A similar sense of sadness came over me as I watched the latest advert from the company formerly known as Facebook. The Meta ad, screened during the Super Bowl this month, shows an animatronic dog performing the 1980s hit “Don’t You Forget About Me” in a space-themed arcade with a band of animatronic friends. But when Questy’s closes down, the band members are split up and sold off and the dog ends up being used as an inanimate object for people to laugh at in various humiliating settings.

Saved from a scrap heap, out of the jaws of a rubbish compactor, he is brought to the “Bosworth Space Center” — a museum seemingly named after Meta’s incoming chief technology officer — and repurposed as a signpost for the “Space Cafe”.

As the museum is closing for the day, someone puts a VR headset on our hero and he finds himself entering “Horizon Worlds”, Meta’s fast-growing social VR platform where, for some reason, no one has any legs. Here, he is virtually “reunited” with the torsos of his friends, and they reform their band in front of a virtual audience. In reality, he might still be standing alone in the dark, but this, we are to understand, is a happy ending.

The ad feels like a stinging satire on tech-bro capitalism — it could come straight out of Charlie Brooker’s dystopian TV series, Black Mirror. And yet, as we find out, it is a promotional video for the new “Meta Quest 2” VR headset, which you need to buy in order to access this metaverse world, with prices starting “from $299”.

It left me with a lot of questions. What happens when our loveable dog has to take his headset off again and revert to being a canine signpost? Will he be plunged back into misery? Is his only happiness now to be found in the virtual world provided to him by Meta Quest 2? We never find out.

What Meta is selling, here, is the idea that it doesn’t matter if your real life is awful, because for just $299 you can escape the drudgery and live in a fantasy. What it doesn’t point out, of course, is that the more time you spend in the virtual world, the less you will inevitably have for people in the physical one — or for doing other things that might benefit your non-avatar self, such as working, sleeping, exercising, procreating or even disconnecting from technology.

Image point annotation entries
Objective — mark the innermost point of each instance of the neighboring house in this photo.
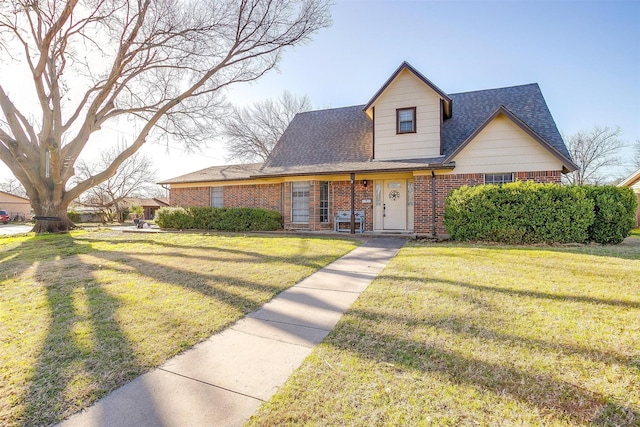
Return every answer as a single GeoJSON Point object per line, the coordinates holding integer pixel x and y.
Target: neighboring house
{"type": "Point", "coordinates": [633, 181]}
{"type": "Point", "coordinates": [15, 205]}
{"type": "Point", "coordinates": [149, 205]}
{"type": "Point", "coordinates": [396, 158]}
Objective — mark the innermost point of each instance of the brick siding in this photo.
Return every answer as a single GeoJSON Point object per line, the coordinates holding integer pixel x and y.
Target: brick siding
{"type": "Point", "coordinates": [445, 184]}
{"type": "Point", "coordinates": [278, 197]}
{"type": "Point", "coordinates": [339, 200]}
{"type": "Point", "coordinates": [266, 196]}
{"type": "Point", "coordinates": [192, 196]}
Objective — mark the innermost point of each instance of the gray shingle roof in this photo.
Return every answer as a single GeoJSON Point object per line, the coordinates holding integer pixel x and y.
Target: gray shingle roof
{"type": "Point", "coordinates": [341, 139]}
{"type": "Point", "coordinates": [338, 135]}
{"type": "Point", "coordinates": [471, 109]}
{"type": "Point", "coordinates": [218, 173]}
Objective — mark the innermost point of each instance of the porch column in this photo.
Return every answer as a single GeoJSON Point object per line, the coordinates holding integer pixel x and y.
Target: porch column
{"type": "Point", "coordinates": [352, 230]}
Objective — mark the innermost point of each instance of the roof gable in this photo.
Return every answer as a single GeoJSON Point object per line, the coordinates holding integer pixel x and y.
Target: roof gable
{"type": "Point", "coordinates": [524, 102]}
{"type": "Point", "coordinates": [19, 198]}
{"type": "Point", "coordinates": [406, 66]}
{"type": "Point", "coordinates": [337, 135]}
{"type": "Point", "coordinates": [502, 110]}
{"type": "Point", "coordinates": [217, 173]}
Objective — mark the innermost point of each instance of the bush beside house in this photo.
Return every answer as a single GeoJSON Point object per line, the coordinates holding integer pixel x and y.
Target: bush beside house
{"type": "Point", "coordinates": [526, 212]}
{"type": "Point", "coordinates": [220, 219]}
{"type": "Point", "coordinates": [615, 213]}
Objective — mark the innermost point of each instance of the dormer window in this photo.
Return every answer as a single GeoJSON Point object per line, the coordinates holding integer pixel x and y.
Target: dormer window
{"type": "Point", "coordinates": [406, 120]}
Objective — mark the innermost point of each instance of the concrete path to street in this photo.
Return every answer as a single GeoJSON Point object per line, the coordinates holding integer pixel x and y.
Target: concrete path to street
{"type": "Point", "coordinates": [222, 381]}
---
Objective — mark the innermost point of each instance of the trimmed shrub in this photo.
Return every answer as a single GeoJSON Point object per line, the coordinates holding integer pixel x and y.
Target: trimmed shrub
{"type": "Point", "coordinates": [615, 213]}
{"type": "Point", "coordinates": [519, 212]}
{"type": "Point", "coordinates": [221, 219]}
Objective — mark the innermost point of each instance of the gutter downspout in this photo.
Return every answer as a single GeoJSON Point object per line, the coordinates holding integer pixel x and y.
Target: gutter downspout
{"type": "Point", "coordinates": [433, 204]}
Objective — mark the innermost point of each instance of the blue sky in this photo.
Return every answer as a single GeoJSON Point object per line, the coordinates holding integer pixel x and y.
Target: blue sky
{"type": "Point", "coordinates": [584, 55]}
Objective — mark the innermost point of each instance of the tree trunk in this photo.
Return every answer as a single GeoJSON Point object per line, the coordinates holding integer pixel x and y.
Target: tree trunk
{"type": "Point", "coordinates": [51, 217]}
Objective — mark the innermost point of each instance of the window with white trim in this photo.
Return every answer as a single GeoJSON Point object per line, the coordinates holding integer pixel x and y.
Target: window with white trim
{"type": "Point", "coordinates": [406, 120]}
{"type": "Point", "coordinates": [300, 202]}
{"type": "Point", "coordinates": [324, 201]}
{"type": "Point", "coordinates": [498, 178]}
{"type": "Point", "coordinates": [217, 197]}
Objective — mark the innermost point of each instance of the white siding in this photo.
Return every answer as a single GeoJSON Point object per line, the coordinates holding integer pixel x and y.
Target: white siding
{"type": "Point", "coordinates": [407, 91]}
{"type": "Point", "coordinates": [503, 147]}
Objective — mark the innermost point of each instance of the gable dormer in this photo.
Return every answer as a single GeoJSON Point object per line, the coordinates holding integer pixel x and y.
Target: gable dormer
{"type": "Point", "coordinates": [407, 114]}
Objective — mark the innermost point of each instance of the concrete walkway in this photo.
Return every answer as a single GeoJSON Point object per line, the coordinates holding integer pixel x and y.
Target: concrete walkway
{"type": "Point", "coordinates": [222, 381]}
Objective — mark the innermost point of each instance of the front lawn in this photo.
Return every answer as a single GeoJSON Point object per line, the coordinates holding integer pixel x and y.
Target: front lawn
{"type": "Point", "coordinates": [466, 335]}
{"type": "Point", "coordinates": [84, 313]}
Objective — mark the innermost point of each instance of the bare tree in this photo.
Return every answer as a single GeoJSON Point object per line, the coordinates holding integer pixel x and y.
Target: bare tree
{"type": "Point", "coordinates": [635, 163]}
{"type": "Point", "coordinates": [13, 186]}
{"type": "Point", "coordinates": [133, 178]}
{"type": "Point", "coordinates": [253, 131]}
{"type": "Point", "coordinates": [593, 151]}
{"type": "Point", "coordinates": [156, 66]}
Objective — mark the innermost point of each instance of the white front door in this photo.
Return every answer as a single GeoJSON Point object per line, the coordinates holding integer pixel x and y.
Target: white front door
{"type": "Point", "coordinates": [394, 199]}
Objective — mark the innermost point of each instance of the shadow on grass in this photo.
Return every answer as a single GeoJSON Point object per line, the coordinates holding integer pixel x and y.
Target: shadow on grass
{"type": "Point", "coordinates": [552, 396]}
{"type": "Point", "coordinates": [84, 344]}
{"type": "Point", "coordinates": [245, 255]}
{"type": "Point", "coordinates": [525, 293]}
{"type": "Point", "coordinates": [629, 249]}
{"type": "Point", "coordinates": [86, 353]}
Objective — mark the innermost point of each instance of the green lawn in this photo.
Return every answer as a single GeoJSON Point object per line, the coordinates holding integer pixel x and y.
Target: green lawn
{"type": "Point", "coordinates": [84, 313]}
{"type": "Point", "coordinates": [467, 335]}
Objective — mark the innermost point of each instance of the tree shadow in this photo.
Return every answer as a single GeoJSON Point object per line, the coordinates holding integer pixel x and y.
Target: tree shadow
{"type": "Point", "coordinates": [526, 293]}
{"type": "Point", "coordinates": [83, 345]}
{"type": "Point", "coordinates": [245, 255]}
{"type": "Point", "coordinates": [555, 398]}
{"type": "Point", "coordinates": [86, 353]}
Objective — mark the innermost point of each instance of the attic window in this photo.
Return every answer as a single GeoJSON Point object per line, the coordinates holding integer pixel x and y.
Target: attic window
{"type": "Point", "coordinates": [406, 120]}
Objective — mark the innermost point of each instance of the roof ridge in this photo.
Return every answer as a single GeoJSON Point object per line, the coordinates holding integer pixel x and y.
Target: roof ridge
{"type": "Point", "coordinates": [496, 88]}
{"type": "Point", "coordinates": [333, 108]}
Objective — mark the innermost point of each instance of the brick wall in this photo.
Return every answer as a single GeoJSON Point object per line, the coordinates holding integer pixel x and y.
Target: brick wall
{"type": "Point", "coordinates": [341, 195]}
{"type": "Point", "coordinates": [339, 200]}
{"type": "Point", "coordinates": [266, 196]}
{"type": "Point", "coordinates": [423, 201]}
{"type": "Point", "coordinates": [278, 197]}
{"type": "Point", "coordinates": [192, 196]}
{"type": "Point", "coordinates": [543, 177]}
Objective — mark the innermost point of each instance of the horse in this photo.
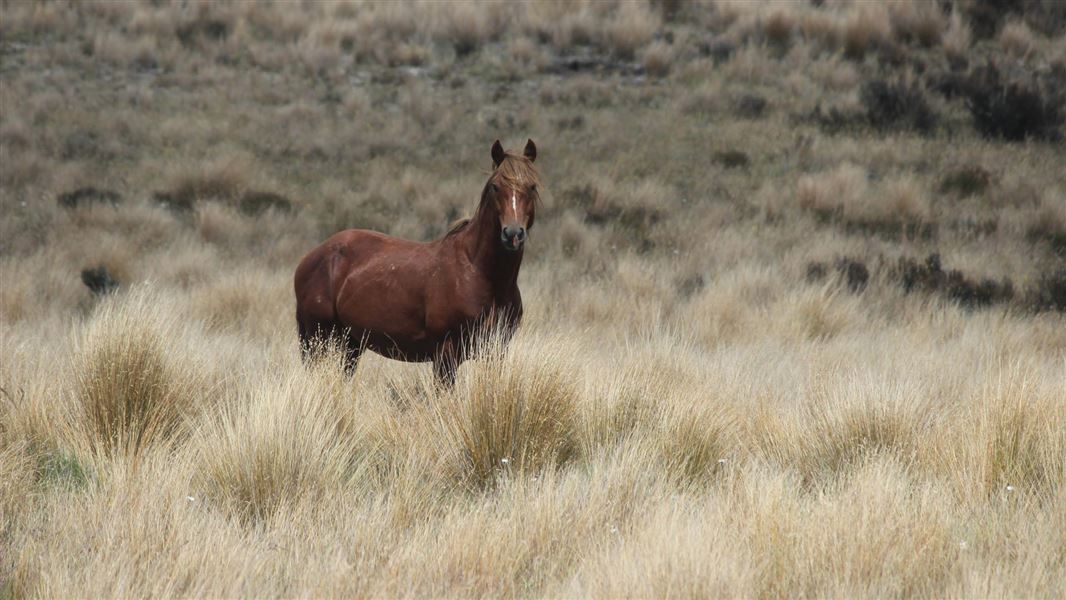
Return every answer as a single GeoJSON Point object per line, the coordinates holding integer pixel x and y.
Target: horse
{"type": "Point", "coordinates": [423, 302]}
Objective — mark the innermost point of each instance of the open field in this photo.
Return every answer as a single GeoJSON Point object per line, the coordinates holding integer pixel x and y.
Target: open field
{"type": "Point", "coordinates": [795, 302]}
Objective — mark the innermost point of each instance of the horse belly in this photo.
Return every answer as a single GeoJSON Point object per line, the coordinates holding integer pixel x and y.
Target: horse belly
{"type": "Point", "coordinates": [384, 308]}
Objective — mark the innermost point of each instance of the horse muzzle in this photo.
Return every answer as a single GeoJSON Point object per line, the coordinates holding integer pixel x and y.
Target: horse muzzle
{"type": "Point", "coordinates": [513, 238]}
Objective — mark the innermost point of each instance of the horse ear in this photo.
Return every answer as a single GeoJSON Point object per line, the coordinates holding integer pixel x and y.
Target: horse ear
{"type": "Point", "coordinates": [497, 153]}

- TASK LIST -
a) Output the passage on the Meta Super Bowl ad word for word, starting at "It left me with" and ending at "disconnecting from technology.".
b) Go on with the passage on the Meta Super Bowl ad, picking up right after its final sentence.
These entries were gathered from a separate source.

- ANSWERS PROVIDED -
a)
It left me with a lot of questions. What happens when our loveable dog has to take his headset off again and revert to being a canine signpost? Will he be plunged back into misery? Is his only happiness now to be found in the virtual world provided to him by Meta Quest 2? We never find out.

What Meta is selling, here, is the idea that it doesn’t matter if your real life is awful, because for just $299 you can escape the drudgery and live in a fantasy. What it doesn’t point out, of course, is that the more time you spend in the virtual world, the less you will inevitably have for people in the physical one — or for doing other things that might benefit your non-avatar self, such as working, sleeping, exercising, procreating or even disconnecting from technology.

b)
The message seems to be: your real life might suck, but fear not — you can have a fake one instead. If so, this does not just represent an incredibly grim vision of the future, but also quite a radical one, in which our values have been fundamentally reordered. In the west, from the time of the Ancient Greeks to the modern day — from Plato in his cave to Aldous Huxley’s Brave New World — the idea that reality has value, no matter how ugly or unpleasant it might be, has been accepted as an article of faith.

Settling for a compensatory fantasy has been seen as an evil we must avoid at all costs, because if we don’t see the world as it is, with all its nuance and suffering and uncomfortable truths, how can we hope to make it better? And yet with Meta Quest 2, Facebook founder Mark Zuckerberg — who insists on his mantra of “connecting people” — is trying to convince us to do just that.

All this comes at a time when Meta is also telling us it cares about our wellbeing — the company recently introduced a “take a break” feature on Instagram, “to empower people to make informed decisions about how they’re spending their time”. Will similar warnings flash up in the metaverse? Or will we be sent reminders to get back to the fantasy?

The comments below the Meta ad on YouTube suggest that users might not be quite ready to “live in the future” yet, despite that being one of Meta’s new company values. “Nothing makes me want to put down my quest, and go outside more, than this commercial,” one says. Maybe most of us are not ready to give ourselves up to the world Zuckerberg wants to sell us. But the fact that a man with such power, resources and data at his fingertips thinks we might be is unsettling in itself.